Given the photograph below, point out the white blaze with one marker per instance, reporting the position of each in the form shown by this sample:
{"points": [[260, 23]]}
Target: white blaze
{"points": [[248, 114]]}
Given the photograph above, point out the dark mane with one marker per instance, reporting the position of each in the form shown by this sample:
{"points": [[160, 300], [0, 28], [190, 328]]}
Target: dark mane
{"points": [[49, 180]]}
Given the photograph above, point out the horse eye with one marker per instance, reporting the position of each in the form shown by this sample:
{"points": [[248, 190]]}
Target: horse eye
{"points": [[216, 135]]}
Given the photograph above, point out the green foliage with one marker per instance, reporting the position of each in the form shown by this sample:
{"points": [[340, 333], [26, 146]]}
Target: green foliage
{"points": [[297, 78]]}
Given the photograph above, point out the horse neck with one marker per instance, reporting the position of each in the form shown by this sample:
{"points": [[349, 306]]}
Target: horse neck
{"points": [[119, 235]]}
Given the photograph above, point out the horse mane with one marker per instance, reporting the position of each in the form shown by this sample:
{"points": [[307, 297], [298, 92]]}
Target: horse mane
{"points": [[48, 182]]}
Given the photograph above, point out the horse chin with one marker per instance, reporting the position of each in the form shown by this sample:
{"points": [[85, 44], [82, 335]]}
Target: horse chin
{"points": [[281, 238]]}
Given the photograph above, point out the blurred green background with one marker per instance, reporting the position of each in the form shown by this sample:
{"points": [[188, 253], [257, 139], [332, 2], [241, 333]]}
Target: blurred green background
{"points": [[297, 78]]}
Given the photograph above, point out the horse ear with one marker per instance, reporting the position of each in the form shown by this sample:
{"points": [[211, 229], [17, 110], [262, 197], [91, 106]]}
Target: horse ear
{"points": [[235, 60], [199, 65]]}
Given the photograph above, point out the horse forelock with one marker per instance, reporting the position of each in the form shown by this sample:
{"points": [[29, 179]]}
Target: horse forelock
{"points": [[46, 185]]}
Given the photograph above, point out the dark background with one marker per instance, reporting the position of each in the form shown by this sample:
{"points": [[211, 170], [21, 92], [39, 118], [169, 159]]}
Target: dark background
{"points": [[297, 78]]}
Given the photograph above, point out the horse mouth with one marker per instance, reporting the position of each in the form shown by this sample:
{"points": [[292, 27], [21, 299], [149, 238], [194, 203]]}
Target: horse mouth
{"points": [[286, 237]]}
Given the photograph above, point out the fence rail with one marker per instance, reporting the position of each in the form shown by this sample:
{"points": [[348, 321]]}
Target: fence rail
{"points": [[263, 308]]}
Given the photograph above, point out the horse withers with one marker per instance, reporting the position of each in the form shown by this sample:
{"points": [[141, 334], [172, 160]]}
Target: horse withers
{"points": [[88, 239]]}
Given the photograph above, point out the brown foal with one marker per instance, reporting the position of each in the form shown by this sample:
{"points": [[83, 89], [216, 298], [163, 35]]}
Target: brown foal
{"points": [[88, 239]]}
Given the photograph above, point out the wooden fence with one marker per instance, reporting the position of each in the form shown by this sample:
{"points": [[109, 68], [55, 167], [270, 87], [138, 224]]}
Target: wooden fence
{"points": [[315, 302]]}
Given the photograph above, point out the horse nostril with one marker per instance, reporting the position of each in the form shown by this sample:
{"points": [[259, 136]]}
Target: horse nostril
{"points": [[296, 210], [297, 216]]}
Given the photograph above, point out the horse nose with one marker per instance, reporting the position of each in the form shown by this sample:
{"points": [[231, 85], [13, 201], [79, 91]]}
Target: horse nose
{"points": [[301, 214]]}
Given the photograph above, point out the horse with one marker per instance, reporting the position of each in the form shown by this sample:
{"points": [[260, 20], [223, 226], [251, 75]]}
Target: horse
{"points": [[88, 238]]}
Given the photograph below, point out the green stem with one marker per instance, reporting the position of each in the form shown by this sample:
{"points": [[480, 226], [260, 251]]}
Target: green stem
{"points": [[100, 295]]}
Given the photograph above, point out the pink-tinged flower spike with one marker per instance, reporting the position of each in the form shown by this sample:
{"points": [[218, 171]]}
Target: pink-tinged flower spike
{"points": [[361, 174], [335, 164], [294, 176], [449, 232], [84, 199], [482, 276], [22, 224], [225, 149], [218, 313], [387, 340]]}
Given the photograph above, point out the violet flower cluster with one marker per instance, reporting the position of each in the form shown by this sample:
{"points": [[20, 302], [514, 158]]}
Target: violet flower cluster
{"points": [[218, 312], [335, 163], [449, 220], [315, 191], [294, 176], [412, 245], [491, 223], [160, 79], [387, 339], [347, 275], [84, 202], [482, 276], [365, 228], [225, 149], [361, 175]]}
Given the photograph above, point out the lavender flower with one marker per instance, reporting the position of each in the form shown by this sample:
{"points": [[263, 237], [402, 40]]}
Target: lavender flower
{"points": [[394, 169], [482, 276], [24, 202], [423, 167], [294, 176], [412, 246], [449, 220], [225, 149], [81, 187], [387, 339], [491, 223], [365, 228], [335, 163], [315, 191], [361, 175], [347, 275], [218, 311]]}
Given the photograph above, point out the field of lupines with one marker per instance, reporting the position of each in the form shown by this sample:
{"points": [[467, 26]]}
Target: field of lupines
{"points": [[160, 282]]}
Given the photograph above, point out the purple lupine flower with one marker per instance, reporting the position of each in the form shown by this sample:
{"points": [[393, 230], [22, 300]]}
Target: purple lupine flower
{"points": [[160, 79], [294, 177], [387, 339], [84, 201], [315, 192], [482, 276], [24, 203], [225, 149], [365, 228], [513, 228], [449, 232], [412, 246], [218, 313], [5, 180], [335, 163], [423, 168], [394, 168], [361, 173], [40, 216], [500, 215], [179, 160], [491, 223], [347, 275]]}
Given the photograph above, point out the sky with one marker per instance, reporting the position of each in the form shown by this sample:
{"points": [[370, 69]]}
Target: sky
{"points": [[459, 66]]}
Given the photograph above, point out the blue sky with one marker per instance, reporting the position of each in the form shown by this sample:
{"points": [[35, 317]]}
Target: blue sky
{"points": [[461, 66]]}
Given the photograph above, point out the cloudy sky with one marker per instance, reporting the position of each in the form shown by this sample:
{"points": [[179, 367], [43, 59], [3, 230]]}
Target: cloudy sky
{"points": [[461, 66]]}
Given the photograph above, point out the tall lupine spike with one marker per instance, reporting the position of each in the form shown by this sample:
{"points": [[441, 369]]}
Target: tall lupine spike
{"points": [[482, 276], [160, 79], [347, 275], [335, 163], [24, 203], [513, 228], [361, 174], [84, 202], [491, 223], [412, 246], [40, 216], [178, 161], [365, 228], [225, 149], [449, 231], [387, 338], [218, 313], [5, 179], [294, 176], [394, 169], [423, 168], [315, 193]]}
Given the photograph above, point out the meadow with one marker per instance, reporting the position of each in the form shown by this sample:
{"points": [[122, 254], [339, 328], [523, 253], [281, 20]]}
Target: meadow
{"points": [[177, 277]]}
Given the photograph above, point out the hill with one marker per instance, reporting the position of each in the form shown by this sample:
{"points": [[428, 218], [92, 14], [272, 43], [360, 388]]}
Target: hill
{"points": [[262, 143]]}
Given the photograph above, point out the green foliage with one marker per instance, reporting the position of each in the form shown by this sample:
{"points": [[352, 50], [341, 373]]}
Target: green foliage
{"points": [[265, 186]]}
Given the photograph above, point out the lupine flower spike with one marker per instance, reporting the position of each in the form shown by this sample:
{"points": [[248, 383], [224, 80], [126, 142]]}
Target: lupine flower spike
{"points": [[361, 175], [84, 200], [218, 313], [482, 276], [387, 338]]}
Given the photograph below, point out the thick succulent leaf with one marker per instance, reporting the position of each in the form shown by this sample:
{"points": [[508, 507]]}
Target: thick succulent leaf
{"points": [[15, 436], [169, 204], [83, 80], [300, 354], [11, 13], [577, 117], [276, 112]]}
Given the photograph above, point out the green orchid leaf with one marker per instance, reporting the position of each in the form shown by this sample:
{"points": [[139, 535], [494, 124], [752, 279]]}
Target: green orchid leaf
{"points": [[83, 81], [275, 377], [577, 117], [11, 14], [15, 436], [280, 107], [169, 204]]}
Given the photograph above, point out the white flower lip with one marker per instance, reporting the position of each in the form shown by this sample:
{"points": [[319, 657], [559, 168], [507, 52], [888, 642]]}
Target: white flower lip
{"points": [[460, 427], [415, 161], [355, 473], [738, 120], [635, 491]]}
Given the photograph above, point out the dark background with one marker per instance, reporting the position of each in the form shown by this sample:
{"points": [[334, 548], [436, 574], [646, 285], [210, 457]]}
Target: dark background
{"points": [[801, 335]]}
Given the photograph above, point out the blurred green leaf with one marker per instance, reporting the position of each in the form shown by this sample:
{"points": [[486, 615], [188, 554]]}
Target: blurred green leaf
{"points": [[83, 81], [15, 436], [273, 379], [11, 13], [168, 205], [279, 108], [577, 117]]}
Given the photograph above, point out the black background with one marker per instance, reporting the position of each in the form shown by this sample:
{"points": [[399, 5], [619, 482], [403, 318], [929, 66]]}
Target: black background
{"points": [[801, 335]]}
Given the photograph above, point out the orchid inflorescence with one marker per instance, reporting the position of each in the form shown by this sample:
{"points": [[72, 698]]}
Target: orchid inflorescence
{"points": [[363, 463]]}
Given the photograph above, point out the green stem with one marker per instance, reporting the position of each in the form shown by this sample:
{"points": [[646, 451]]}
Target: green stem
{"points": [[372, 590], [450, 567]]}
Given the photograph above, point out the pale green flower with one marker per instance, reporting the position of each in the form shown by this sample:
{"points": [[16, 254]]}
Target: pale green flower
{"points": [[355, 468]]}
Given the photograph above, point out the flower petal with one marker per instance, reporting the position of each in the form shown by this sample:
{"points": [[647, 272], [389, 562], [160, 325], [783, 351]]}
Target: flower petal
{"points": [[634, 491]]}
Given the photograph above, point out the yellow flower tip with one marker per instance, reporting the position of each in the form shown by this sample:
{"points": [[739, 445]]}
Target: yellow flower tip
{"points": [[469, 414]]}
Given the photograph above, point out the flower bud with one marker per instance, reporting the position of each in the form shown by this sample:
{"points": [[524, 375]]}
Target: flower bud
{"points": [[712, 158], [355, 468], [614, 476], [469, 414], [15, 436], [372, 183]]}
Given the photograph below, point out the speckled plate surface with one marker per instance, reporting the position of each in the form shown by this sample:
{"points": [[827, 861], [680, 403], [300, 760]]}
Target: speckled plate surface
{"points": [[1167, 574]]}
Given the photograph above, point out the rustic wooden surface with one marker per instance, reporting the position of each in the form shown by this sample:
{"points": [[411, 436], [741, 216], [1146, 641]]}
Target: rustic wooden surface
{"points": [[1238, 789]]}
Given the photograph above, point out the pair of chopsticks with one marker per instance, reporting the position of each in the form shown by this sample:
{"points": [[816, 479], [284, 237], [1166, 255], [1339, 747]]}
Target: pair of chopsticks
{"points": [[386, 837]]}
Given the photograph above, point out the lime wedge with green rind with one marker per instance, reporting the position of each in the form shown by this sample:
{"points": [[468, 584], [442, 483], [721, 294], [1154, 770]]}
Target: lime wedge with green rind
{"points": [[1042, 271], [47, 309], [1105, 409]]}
= = = =
## [Description of the task]
Copy the part of the listing that starts with the line containing "Given the photograph above, point out the rustic" and runs through the end of the listing, reproducing every line without any change.

## [The reply]
Given the photograph above, point out the rustic wooden surface with one marker per instance, reporting the position of each in the form shown by this sample:
{"points": [[411, 436], [741, 216], [1146, 641]]}
Target: rustic wooden surface
{"points": [[1238, 789]]}
Given the photograph above, point out the pair of chopsticks with one marker per instance, reporting the position of each in the form shown by this sample:
{"points": [[816, 479], [284, 237], [1166, 255], [1339, 747]]}
Target: pair of chopsticks
{"points": [[386, 837]]}
Given the photograph above, point out the lime wedge with green rind with one marker per instance, reporting the position of each in the form shown by this sample:
{"points": [[468, 584], [442, 483], [721, 294], [1154, 770]]}
Target: lime wedge with green rind
{"points": [[1042, 271], [47, 309], [1105, 409]]}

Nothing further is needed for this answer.